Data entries
###
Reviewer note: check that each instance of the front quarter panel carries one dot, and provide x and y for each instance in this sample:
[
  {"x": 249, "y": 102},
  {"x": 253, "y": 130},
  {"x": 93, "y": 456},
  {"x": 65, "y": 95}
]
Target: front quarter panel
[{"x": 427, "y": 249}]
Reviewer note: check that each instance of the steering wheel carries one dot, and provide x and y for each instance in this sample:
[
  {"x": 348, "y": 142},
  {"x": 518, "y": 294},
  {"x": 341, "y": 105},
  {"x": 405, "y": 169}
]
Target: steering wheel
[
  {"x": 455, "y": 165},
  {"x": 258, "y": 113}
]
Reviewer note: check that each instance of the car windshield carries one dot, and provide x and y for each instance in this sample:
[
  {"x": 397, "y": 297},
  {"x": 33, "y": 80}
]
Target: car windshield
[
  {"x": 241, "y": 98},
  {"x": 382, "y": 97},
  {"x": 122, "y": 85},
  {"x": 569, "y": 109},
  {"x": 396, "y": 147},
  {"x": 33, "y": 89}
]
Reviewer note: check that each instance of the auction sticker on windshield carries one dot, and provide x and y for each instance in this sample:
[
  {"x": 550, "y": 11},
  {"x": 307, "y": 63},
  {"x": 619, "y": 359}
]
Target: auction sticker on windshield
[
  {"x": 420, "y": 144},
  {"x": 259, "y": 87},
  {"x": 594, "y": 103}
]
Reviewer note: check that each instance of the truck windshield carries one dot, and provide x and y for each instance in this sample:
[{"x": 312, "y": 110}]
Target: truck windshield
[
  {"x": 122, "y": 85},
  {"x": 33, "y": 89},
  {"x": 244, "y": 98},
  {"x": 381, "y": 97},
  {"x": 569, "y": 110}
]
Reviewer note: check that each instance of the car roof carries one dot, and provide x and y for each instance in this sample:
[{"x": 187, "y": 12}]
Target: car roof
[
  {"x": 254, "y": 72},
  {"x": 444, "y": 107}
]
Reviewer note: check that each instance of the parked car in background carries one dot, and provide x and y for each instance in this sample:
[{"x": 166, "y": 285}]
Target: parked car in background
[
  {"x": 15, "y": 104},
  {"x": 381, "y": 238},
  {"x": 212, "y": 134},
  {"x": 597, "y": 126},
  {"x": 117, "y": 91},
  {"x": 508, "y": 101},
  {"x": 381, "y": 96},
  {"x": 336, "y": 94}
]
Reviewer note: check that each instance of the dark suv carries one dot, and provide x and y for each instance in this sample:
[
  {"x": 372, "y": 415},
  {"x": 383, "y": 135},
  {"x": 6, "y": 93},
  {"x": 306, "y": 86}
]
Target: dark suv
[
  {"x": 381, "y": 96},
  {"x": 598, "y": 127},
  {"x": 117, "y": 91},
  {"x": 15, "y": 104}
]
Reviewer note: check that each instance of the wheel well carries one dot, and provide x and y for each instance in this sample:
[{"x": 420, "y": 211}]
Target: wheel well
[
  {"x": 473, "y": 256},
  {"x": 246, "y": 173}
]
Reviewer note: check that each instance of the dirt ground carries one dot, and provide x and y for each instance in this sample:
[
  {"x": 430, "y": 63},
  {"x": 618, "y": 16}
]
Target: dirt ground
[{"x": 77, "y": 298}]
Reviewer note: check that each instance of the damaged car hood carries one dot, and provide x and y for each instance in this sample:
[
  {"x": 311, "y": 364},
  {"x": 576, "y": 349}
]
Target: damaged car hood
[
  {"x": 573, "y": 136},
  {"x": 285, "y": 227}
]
###
WHAT IS BEING ASKED: Reproduce, exactly, all the lines shown above.

WRITTEN SOLUTION:
Reviewer note: check that each instance of the front quarter panel carries one dot, and provide x and y for each instance in this sample:
[
  {"x": 249, "y": 102},
  {"x": 253, "y": 130},
  {"x": 93, "y": 456},
  {"x": 65, "y": 95}
]
Target: front quarter panel
[{"x": 427, "y": 249}]
Reviewer note: check that each instance of the steering wheel carries one dot, and provide x and y for each instance in this sample:
[
  {"x": 348, "y": 142},
  {"x": 518, "y": 294},
  {"x": 341, "y": 105},
  {"x": 405, "y": 169}
]
Target: steering wheel
[
  {"x": 455, "y": 165},
  {"x": 258, "y": 113}
]
Reviewer note: check that each instance of the car windshield carries one dot, and provide x and y for each instance in this sample:
[
  {"x": 397, "y": 297},
  {"x": 33, "y": 80}
]
Target: car windshield
[
  {"x": 241, "y": 98},
  {"x": 382, "y": 97},
  {"x": 122, "y": 85},
  {"x": 569, "y": 109},
  {"x": 396, "y": 147},
  {"x": 33, "y": 89}
]
Reviewer note: check that each instance of the auction sticker on windshield carries one dot, and provide x and y for each instance in this sample:
[
  {"x": 550, "y": 11},
  {"x": 307, "y": 63},
  {"x": 619, "y": 359}
]
Target: auction sticker on windshield
[
  {"x": 420, "y": 144},
  {"x": 259, "y": 87},
  {"x": 594, "y": 103}
]
Reviewer note: check that each instance of the truck windshield carries one dot, and provide x and y for each instance in this sample:
[{"x": 312, "y": 110}]
Target: truck windshield
[
  {"x": 122, "y": 85},
  {"x": 33, "y": 89},
  {"x": 244, "y": 98},
  {"x": 381, "y": 97},
  {"x": 569, "y": 110}
]
Reviewer note: check that each instance of the car roof carries one dot, and provide x and y for each instance in this sample:
[{"x": 187, "y": 12}]
Target: car roof
[
  {"x": 254, "y": 72},
  {"x": 444, "y": 107}
]
Reviewer note: check that each instance of the parked car in background carries one dot, and provide x and y for each instance in this sample:
[{"x": 166, "y": 285}]
Target: parked car in background
[
  {"x": 15, "y": 104},
  {"x": 381, "y": 238},
  {"x": 212, "y": 134},
  {"x": 597, "y": 126},
  {"x": 117, "y": 91},
  {"x": 508, "y": 101},
  {"x": 381, "y": 96},
  {"x": 336, "y": 94}
]
Reviewer note: check that each instance of the dark suv carries one dot, and provide x and y for each instance in this sample:
[
  {"x": 372, "y": 415},
  {"x": 383, "y": 135},
  {"x": 6, "y": 93},
  {"x": 306, "y": 86}
]
Target: dark suv
[
  {"x": 381, "y": 96},
  {"x": 598, "y": 127},
  {"x": 117, "y": 91},
  {"x": 15, "y": 104}
]
Reviewer note: check that each instance of the wheel well carries one dot, and provide x and y for each instance in this sample:
[{"x": 420, "y": 211}]
Target: wheel well
[
  {"x": 473, "y": 256},
  {"x": 246, "y": 173}
]
Reviewer note: check that each instance of the dirt ground carries one dot, and provide x and y for each instance in this sample:
[
  {"x": 430, "y": 63},
  {"x": 618, "y": 16}
]
Target: dirt ground
[{"x": 77, "y": 298}]
Reviewer note: check that each instance of the damaged car hood carries one dot, and provide x and y for each instance in this sample:
[
  {"x": 311, "y": 364},
  {"x": 576, "y": 349}
]
Target: damaged car hood
[
  {"x": 573, "y": 136},
  {"x": 285, "y": 227}
]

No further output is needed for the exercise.